Point-per-instance localization data:

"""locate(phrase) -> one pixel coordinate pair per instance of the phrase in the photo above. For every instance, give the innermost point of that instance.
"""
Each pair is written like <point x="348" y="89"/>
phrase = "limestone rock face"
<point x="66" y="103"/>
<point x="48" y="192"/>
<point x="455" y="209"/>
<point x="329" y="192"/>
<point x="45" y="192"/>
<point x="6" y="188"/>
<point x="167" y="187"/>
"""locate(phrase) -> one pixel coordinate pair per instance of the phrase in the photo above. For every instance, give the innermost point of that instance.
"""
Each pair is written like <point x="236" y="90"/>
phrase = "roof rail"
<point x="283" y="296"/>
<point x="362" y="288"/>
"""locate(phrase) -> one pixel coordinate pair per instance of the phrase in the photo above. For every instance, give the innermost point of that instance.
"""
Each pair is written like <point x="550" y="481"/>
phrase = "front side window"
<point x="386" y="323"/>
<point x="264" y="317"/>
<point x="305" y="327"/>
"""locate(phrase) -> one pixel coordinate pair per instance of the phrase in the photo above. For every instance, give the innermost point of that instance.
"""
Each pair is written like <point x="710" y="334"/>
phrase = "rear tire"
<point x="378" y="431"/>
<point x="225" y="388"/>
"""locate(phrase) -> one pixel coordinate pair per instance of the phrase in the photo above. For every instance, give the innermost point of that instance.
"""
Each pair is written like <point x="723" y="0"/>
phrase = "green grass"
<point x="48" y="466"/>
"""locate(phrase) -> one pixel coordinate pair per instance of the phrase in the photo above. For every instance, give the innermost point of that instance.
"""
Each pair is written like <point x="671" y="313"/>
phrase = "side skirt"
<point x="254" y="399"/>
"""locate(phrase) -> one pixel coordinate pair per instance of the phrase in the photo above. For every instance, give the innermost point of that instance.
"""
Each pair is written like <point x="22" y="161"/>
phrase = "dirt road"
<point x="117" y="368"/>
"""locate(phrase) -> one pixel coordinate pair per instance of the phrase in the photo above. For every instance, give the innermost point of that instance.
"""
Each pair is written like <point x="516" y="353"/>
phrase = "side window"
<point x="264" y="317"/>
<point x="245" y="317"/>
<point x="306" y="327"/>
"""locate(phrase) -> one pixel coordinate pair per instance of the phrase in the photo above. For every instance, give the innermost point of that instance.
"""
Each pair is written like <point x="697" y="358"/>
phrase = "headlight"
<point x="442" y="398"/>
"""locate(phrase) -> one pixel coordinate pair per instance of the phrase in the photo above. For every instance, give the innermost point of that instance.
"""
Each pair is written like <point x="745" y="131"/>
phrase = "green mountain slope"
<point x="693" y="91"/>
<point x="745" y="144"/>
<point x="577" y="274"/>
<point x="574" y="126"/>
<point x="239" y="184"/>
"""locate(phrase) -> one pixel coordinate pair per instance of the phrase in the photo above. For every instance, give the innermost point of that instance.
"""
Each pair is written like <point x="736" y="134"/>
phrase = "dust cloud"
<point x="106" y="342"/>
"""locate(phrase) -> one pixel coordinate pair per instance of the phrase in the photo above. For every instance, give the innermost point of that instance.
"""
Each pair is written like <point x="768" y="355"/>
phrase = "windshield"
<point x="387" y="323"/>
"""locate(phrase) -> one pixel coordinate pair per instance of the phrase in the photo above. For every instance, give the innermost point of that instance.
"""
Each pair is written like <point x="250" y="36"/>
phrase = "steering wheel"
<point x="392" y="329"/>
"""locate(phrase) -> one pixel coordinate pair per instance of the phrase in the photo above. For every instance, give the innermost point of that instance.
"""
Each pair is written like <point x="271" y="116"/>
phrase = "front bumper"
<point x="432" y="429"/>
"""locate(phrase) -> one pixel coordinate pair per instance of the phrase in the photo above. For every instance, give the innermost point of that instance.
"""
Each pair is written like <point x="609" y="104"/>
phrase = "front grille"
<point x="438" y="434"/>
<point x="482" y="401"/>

How to complete this task:
The full data, transcribed without change, is the expected answer.

Your solution:
"""locate(phrase) -> one pixel coordinate pair per instance of the phrase in the photo above. For every instance, give the innermost point of that instance.
"""
Each pair is written like <point x="348" y="89"/>
phrase = "limestone rock face"
<point x="66" y="103"/>
<point x="48" y="192"/>
<point x="455" y="209"/>
<point x="329" y="192"/>
<point x="45" y="192"/>
<point x="6" y="188"/>
<point x="167" y="187"/>
"""locate(phrase) -> one pixel coordinate pair per instance of the phrase in the photo above. For every instance, give the innermost point of that instance.
"""
Each pair is written like <point x="236" y="90"/>
phrase = "roof rail"
<point x="283" y="296"/>
<point x="362" y="288"/>
"""locate(phrase) -> one pixel coordinate pair per instance of the phrase in the photo above. For every instance, give the innermost point of that instance.
"""
Each pair is written like <point x="550" y="481"/>
phrase = "front side window"
<point x="386" y="323"/>
<point x="264" y="317"/>
<point x="305" y="327"/>
"""locate(phrase) -> one pixel coordinate pair per instance of the phrase in the photo above. For every instance, give the innermost point of that instance.
"""
Each pair is written like <point x="710" y="334"/>
phrase = "rear tire"
<point x="378" y="431"/>
<point x="225" y="388"/>
"""locate(phrase) -> one pixel coordinate pair per instance of the phrase in the photo above. For every instance, give the innermost point of that instance.
"""
Each pair is written like <point x="723" y="0"/>
phrase = "green grass"
<point x="48" y="466"/>
"""locate(phrase) -> one pixel coordinate pair per instance of the phrase in the photo above. For every instance, give the innermost point of that instance.
"""
Each pair is written like <point x="671" y="313"/>
phrase = "side skirt"
<point x="254" y="399"/>
"""locate(phrase) -> one pixel coordinate pair per instance of the phrase in the photo above. For every instance, give the innermost point of that instance.
"""
Each pair is written like <point x="22" y="161"/>
phrase = "dirt road"
<point x="117" y="368"/>
"""locate(phrase) -> one pixel coordinate pair per instance of the phrase in the photo above. For every instance, give the innermost point of that instance.
"""
Each pair is written like <point x="516" y="353"/>
phrase = "side window"
<point x="264" y="317"/>
<point x="245" y="317"/>
<point x="306" y="327"/>
"""locate(phrase) -> one pixel coordinate pair per instance of the phrase in the photo above. For every instance, give the innermost point of that instance.
"""
Each pair is written like <point x="697" y="358"/>
phrase = "headlight"
<point x="442" y="398"/>
"""locate(phrase) -> one pixel coordinate pair per instance of the phrase in the photo above. For every instance, give the innermost point of that instance.
"""
Each pair is written like <point x="745" y="131"/>
phrase = "green mountain slope"
<point x="693" y="91"/>
<point x="745" y="144"/>
<point x="577" y="274"/>
<point x="574" y="126"/>
<point x="239" y="184"/>
"""locate(phrase) -> one pixel coordinate pair per instance of the phrase in the photo above. For every instance, give the innermost point of that instance.
"""
Each pair is written like <point x="736" y="134"/>
phrase = "dust cloud"
<point x="106" y="342"/>
"""locate(phrase) -> one pixel coordinate pair per instance of the phrase in the photo above. For every instance, give the innermost point of that instance.
"""
Each pair is written like <point x="768" y="355"/>
phrase = "windshield"
<point x="387" y="323"/>
"""locate(phrase) -> one pixel coordinate pair per instance of the phrase in the photo above. For every instance, give the innermost point of that instance.
"""
Each pair is written like <point x="250" y="36"/>
phrase = "steering wheel"
<point x="392" y="329"/>
"""locate(phrase) -> one pixel coordinate pair per instance of the phrase in the photo above. For every instance, give the innermost point of that instance.
"""
Each pair is written like <point x="271" y="116"/>
phrase = "front bumper"
<point x="432" y="429"/>
"""locate(phrase) -> one pixel coordinate pair per instance of the phrase in the photo above. For every instance, give the innermost point of that instance.
"""
Each pair is written like <point x="609" y="104"/>
phrase = "front grille"
<point x="438" y="434"/>
<point x="482" y="401"/>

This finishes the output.